## Start ENTRIES SHOWN

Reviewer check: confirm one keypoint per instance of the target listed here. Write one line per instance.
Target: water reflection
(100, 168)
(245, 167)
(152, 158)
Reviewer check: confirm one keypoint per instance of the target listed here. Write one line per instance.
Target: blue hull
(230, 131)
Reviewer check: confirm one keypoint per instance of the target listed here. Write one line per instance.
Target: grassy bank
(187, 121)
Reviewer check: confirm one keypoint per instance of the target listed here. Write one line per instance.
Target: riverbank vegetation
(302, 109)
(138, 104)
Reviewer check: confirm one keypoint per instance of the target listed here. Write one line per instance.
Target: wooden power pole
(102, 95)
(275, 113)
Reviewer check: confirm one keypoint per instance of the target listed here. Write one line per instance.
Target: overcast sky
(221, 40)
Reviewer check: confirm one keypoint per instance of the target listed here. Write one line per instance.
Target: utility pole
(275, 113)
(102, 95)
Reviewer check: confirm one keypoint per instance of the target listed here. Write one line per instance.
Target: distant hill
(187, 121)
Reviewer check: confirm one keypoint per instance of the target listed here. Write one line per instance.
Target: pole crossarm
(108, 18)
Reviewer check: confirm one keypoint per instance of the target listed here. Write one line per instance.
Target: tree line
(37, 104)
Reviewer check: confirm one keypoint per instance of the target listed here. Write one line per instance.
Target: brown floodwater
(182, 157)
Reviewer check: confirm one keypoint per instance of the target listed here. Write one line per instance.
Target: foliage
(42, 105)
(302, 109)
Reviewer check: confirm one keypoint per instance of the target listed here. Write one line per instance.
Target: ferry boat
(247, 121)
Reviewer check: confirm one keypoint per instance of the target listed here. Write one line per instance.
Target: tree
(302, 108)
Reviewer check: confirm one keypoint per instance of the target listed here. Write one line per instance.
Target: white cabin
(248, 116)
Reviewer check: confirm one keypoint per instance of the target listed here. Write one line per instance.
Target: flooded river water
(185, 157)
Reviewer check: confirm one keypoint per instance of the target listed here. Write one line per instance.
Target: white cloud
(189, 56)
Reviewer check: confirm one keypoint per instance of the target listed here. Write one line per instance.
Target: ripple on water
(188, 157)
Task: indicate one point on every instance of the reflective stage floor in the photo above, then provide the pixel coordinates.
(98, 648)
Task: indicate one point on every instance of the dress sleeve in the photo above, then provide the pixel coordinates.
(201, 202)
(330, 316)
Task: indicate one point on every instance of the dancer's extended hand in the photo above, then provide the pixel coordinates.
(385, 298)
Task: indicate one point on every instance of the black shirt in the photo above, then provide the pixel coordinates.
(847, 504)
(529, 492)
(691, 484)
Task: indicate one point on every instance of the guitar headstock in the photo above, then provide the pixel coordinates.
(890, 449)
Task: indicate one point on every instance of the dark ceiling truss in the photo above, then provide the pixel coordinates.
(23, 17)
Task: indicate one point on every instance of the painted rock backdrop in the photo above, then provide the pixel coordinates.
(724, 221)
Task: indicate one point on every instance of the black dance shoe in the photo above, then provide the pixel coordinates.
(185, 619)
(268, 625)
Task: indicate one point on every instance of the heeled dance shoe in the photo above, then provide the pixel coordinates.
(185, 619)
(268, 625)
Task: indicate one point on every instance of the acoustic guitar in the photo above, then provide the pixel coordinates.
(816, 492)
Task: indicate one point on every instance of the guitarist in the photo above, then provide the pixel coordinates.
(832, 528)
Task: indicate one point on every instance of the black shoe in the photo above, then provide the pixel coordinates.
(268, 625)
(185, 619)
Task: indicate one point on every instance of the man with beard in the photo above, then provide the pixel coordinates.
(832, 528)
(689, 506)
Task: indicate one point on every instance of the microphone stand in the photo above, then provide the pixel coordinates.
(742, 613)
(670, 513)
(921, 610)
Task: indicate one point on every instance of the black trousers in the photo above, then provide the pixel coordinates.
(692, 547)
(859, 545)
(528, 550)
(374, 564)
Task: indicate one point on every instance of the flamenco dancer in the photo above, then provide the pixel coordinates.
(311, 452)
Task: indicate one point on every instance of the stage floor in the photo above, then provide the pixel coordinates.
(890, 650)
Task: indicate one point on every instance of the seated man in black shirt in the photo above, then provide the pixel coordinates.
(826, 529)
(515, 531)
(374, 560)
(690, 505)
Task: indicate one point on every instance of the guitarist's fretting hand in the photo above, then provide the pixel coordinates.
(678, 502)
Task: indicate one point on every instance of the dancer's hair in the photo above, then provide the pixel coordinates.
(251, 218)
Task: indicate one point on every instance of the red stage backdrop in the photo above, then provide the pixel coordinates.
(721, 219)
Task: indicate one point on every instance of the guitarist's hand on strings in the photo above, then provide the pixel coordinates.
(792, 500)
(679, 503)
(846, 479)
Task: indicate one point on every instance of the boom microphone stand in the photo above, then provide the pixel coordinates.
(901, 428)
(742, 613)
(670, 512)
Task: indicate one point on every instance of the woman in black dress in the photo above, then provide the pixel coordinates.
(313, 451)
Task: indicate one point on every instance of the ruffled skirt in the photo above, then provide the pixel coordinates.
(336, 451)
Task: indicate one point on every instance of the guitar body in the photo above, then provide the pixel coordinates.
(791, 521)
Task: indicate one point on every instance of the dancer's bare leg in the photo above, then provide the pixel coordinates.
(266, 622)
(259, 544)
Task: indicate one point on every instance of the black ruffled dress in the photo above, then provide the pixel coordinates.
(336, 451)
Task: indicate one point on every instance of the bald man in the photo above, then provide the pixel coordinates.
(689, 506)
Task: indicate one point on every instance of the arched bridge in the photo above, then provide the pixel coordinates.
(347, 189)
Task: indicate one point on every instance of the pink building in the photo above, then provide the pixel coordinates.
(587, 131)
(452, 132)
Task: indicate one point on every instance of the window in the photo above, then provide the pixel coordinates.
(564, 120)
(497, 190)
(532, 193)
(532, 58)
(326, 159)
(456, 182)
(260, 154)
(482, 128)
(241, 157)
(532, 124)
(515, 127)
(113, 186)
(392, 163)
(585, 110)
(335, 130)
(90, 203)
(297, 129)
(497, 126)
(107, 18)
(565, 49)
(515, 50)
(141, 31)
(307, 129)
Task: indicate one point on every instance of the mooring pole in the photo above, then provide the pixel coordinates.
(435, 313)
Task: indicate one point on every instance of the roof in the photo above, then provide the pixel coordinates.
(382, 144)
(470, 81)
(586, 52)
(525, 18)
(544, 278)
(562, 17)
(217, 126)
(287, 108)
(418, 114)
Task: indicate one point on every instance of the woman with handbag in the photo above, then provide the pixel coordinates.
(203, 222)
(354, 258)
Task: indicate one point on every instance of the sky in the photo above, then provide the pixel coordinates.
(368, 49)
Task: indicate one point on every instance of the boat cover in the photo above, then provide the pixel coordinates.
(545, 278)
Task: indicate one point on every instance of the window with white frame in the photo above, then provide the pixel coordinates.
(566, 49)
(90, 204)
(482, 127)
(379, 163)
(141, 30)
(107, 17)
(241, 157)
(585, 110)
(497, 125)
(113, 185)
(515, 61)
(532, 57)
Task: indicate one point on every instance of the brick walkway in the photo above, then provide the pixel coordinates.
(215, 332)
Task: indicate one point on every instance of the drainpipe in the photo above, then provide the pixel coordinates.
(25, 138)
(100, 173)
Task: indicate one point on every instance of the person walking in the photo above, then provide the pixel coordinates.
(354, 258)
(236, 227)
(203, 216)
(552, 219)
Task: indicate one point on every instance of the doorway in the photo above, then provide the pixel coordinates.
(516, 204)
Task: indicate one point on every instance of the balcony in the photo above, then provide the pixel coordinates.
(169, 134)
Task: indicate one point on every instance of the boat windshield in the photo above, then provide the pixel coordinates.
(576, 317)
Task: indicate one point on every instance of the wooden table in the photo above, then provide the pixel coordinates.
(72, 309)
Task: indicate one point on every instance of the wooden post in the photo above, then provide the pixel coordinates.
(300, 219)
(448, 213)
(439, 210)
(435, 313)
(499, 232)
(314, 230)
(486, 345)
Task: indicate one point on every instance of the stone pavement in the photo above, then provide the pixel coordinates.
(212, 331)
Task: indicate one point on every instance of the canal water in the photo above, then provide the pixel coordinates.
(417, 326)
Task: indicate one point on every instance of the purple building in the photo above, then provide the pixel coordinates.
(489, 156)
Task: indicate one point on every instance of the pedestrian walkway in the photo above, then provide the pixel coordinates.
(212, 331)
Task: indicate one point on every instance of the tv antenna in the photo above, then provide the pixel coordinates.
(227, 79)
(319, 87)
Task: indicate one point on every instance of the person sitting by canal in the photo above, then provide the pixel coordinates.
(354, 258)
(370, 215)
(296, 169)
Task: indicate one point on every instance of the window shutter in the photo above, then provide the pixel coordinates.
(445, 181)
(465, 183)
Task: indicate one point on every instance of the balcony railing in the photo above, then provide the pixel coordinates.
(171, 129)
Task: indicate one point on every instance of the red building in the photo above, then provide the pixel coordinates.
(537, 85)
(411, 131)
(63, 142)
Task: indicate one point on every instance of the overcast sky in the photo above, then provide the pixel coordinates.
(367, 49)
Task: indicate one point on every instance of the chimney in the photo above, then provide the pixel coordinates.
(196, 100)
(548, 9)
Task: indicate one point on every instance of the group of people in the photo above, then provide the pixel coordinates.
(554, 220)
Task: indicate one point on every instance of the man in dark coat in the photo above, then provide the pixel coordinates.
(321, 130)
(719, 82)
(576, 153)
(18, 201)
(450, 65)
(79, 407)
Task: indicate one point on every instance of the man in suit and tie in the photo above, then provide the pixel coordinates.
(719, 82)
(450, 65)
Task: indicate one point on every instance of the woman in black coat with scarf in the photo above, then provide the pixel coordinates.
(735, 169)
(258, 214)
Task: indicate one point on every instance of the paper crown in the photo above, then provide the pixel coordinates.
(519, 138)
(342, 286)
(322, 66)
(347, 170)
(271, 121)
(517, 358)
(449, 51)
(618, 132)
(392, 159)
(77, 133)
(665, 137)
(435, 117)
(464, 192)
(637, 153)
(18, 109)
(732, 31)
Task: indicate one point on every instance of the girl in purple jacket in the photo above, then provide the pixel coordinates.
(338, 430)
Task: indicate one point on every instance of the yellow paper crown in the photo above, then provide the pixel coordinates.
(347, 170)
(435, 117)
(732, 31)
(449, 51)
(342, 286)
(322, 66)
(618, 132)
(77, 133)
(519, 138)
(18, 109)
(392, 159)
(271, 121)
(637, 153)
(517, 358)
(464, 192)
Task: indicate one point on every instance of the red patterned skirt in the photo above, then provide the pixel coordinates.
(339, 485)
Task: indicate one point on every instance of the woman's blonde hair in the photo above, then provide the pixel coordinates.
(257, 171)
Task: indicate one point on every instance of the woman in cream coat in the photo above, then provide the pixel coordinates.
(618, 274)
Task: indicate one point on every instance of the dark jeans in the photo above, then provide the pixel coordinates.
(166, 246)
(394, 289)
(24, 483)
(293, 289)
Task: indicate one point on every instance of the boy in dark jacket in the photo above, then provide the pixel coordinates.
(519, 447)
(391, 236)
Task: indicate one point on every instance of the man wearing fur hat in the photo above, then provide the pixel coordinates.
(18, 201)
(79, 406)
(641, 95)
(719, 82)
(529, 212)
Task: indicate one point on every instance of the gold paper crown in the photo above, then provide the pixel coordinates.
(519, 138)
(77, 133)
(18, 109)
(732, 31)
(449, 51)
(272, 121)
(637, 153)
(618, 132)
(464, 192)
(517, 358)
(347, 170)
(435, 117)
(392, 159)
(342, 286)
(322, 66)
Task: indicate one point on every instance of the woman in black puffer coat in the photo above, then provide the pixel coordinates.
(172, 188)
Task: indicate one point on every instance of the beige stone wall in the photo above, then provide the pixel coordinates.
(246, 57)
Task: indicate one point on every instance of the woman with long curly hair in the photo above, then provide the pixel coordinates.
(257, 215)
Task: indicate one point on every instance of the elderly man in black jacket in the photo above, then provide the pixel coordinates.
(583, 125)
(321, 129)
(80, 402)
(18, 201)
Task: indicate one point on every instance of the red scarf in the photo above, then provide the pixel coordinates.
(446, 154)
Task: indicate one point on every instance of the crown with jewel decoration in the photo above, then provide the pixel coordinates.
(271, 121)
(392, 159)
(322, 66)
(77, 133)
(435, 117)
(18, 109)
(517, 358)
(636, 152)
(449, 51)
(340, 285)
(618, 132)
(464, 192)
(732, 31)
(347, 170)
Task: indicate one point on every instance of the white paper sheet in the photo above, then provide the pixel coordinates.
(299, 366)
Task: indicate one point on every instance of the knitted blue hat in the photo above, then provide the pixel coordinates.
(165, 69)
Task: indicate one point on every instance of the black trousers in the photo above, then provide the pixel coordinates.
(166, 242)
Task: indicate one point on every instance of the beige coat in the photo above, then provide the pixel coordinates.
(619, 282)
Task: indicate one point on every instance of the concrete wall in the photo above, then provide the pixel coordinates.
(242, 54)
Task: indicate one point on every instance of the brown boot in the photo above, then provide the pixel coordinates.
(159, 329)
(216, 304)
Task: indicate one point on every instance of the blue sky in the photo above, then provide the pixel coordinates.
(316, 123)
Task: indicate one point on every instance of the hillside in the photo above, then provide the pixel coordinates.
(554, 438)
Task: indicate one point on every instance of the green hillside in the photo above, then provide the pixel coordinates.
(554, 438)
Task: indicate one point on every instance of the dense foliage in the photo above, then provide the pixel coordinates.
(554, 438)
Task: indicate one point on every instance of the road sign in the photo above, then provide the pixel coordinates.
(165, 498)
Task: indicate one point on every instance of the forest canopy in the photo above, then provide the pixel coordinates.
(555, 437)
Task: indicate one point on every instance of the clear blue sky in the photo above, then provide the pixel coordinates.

## End ENTRIES SHOWN

Beginning with the line that contains "Task: indicate one point on every instance of the green", repeat every line through the end of the records and nothing more.

Task: indicate one point on every instance of the green hillside in the photo above, then provide the pixel coordinates.
(554, 438)
Task: indicate one point on every instance of the dense foliage in the photo above, then provide the pixel coordinates.
(554, 438)
Task: indicate one point on every instance of the road sign in the photo above, then provide the pixel coordinates.
(165, 498)
Task: indicate one point on every instance of the forest canopy in the photo above, then provide the pixel coordinates.
(555, 437)
Task: indicate one point on every instance of the clear blue sky in the photo above, then provide the pixel coordinates.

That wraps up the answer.